#### [What you will do]
The entries should be given again so that each one matches the original exactly.

(Natural language region descriptions)
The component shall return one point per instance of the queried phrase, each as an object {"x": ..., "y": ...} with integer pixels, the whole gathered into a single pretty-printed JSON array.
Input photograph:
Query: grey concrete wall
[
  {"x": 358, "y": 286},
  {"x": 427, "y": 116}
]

#### [Written response]
The component shall return one point per instance of the queried phrase, each as an object {"x": ..., "y": ...} with integer pixels, the whole gathered into a single pretty-printed JSON array.
Input photograph:
Query: grey concrete wall
[
  {"x": 358, "y": 286},
  {"x": 427, "y": 116}
]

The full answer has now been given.